- [Provided records]
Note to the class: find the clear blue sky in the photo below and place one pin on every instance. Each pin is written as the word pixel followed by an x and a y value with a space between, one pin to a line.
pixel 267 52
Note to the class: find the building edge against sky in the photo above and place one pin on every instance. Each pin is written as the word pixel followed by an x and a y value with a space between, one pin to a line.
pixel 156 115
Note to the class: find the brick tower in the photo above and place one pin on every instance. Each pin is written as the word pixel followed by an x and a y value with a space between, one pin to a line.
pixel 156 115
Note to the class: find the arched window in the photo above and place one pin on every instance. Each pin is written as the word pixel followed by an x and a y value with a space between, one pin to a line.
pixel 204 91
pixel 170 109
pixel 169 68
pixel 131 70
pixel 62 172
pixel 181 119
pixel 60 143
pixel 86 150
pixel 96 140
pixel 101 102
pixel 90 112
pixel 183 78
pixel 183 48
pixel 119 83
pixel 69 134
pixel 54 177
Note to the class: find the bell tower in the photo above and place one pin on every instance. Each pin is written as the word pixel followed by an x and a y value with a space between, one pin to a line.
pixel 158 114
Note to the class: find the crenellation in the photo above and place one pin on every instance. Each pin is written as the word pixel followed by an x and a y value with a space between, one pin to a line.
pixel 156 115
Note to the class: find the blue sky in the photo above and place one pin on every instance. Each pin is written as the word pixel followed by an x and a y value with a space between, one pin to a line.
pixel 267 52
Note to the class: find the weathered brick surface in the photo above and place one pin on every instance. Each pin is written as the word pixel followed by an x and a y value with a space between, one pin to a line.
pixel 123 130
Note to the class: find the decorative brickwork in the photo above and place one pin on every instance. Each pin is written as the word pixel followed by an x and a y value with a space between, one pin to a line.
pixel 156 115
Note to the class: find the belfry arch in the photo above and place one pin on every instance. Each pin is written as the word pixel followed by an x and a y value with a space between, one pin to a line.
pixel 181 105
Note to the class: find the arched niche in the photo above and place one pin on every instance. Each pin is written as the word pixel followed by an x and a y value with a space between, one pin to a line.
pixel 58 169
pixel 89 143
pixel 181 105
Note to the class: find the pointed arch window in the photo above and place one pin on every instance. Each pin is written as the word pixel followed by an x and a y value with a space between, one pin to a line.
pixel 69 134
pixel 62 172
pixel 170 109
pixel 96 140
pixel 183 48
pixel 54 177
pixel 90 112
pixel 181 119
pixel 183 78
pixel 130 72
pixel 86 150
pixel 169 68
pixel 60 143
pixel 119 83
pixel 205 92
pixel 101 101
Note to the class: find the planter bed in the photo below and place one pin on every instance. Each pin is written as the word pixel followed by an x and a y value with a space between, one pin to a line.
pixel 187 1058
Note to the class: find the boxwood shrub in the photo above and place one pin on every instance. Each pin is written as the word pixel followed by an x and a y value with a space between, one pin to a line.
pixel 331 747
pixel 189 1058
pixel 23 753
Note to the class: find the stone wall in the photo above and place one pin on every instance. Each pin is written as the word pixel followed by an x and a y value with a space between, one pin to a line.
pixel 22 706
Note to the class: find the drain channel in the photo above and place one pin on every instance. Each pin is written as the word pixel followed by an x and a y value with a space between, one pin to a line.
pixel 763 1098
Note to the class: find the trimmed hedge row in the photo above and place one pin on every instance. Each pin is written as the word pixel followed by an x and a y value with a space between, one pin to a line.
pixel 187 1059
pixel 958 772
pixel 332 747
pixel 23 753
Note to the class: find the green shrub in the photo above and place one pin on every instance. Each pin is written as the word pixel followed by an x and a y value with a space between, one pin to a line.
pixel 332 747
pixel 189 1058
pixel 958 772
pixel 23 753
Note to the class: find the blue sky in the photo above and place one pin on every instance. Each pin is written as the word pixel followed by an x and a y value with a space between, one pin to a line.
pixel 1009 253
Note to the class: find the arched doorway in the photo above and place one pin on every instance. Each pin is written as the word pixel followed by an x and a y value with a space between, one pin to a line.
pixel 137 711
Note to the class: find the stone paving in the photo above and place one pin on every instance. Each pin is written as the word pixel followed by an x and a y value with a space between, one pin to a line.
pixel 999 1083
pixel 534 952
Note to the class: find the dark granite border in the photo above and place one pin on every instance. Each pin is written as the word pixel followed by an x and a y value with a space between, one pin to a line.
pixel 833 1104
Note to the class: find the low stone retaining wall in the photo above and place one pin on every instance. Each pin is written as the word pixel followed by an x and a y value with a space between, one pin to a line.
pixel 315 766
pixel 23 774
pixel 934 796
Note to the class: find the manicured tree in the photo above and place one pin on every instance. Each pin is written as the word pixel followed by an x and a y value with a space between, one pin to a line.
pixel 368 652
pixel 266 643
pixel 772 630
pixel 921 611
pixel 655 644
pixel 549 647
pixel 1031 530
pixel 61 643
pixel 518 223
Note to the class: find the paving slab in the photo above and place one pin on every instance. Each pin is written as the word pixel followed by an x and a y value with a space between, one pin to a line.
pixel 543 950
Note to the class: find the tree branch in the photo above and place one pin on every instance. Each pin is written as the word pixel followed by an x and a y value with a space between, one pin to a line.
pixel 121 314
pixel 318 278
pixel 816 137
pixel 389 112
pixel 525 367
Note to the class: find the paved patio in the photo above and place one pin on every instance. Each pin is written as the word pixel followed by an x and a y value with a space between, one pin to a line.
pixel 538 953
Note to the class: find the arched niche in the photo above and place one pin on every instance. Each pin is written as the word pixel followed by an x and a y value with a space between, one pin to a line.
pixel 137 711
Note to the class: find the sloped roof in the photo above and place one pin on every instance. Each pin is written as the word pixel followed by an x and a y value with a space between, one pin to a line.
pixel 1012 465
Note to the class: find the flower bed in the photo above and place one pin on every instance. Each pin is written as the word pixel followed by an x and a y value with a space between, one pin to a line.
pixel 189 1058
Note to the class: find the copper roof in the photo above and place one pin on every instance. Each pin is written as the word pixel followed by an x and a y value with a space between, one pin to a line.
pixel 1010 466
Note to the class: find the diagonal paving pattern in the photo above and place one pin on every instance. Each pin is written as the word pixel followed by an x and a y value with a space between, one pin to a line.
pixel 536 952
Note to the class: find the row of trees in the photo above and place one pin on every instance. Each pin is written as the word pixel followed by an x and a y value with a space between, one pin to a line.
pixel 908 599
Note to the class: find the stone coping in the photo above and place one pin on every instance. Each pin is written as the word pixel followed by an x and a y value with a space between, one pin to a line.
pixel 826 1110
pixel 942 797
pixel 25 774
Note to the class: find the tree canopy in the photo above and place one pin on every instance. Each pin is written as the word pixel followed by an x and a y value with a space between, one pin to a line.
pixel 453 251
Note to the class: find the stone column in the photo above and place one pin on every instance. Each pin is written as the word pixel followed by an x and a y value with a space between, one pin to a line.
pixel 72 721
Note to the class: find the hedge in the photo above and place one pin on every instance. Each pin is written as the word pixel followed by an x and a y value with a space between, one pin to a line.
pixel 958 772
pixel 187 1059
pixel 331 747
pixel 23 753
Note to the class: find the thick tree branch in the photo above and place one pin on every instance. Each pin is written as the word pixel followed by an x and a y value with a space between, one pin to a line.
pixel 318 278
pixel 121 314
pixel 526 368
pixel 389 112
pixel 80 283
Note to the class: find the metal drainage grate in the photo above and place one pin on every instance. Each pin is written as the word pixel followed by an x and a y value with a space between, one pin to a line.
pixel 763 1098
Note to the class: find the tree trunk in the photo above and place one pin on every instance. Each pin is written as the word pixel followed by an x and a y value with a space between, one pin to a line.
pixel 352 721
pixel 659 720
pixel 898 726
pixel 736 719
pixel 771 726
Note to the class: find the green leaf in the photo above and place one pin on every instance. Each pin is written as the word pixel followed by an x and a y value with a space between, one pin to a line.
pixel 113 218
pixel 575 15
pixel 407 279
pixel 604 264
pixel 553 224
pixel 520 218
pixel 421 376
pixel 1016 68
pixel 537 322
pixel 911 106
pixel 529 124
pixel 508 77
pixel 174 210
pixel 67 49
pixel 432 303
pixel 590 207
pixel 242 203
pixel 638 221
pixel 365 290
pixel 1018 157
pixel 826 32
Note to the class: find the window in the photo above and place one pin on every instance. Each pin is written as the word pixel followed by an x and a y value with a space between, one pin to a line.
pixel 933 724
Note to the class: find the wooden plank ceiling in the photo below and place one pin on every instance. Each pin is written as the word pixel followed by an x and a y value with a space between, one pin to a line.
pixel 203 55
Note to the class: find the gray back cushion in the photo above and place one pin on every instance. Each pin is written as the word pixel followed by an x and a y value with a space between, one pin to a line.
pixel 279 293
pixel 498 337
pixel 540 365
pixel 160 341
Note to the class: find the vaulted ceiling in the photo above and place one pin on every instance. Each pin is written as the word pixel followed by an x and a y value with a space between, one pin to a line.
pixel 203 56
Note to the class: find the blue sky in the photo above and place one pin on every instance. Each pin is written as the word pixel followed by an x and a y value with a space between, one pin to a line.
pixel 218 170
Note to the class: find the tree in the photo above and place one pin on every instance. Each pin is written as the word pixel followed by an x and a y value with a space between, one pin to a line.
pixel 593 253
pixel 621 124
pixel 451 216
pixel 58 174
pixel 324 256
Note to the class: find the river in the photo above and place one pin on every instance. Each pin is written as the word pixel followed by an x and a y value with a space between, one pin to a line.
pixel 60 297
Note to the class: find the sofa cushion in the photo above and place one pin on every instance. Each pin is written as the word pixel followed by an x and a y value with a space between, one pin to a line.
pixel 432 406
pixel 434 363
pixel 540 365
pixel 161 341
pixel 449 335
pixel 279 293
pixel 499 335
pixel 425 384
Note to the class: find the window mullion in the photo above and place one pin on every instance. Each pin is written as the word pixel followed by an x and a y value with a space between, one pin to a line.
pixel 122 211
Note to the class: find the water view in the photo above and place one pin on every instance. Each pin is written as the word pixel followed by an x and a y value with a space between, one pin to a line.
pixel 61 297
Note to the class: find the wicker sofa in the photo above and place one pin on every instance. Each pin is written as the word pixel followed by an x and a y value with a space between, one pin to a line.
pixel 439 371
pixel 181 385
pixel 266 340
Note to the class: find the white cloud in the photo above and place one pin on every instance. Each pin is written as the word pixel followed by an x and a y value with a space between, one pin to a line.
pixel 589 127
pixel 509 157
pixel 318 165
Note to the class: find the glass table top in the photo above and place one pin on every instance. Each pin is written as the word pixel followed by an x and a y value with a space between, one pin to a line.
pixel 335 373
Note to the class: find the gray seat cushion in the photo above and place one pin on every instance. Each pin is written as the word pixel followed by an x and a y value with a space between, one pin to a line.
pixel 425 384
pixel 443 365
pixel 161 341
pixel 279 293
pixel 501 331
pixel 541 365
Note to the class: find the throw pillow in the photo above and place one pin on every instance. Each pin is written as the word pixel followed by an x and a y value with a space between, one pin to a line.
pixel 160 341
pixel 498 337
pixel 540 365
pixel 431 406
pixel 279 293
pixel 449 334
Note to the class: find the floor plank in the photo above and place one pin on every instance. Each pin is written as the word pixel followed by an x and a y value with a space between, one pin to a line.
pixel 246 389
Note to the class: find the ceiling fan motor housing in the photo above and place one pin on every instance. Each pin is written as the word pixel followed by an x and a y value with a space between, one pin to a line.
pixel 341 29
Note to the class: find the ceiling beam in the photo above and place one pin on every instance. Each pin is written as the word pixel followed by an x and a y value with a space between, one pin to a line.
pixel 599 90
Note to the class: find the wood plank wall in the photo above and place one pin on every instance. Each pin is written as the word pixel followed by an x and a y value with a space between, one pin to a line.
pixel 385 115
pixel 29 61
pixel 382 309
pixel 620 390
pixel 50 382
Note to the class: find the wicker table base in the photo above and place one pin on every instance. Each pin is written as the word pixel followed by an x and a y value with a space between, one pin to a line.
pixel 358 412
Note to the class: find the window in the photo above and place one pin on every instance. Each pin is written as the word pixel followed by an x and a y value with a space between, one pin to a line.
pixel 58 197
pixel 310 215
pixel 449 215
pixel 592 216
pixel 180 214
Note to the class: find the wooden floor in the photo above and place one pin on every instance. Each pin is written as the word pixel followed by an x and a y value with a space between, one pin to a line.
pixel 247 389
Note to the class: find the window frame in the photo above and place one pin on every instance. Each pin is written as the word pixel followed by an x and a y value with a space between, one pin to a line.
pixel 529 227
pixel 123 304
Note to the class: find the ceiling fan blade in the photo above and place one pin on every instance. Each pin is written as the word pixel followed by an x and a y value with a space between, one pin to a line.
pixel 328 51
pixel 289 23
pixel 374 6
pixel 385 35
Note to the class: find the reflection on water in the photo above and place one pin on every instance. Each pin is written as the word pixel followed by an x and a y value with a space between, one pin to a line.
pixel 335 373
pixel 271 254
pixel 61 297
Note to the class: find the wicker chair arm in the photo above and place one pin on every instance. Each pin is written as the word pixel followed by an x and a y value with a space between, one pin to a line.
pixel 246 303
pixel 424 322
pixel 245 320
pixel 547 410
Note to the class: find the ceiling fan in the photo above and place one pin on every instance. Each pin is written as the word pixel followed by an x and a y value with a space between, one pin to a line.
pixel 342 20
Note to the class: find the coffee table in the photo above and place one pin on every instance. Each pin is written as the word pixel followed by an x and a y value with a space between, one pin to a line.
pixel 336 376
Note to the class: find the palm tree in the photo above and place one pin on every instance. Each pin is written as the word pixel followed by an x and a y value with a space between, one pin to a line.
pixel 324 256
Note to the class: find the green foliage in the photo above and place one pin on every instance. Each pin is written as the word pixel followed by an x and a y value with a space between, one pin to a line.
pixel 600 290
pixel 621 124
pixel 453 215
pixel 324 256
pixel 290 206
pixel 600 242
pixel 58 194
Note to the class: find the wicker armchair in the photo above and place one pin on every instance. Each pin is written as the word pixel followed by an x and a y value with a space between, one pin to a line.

- [Task goal] Take the line that holds "Note to the class: find the palm" as the first line and the last line of the data as the final one. Retype everything between, both included, exactly.

- [Reply to the task]
Note to the class: find the palm tree in the photo above and place one pin on every instance. Each pin is written as the word pixel followed by an x and a y value with a space between, one pin to a line.
pixel 324 256
Note to the class: find the green foliage in the photo above and place one pin on every instance. Each pin is written as the word pixel followed by an x and a y value with a space between, one pin to a line.
pixel 600 290
pixel 621 124
pixel 453 215
pixel 324 256
pixel 290 206
pixel 600 242
pixel 58 194
Note to the class: find the wicker armchair in the photo above and place one pin on every instance. Each pin is written as the word pixel followed by an x and a y value with a space between, one pin to a line.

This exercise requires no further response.